§ Problem requirements
Rewrite these lines with "left arm" replaced by "right arm" and everything else unchanged. Leave the picture out.

§ Supplied data
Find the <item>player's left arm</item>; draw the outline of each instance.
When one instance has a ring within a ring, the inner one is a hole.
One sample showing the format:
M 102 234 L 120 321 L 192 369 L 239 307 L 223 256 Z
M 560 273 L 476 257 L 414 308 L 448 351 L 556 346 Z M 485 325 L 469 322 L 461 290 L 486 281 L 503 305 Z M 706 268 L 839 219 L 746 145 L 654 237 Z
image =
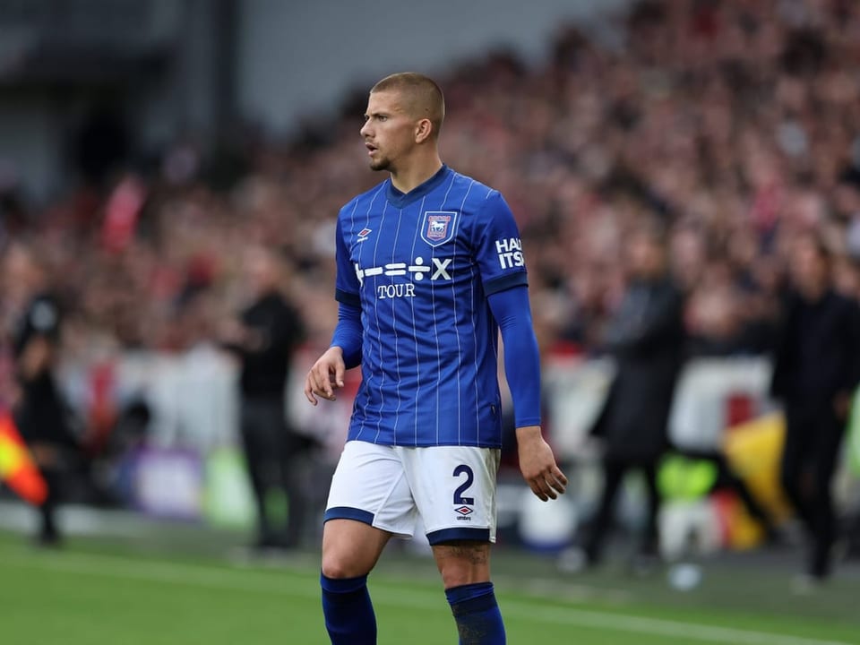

§ Complete output
Find the <item>player's right arm</item>; draw the outline of each instance.
When one instance has a ring within a ring, the inner one is a hole.
One sample showing the format:
M 102 234 L 120 321 L 192 369 L 239 307 L 223 256 Z
M 560 273 L 476 257 L 414 308 L 448 351 L 556 346 Z M 485 325 L 469 322 L 461 290 L 486 281 L 503 305 Z M 706 268 L 839 219 L 746 145 L 654 237 Z
image =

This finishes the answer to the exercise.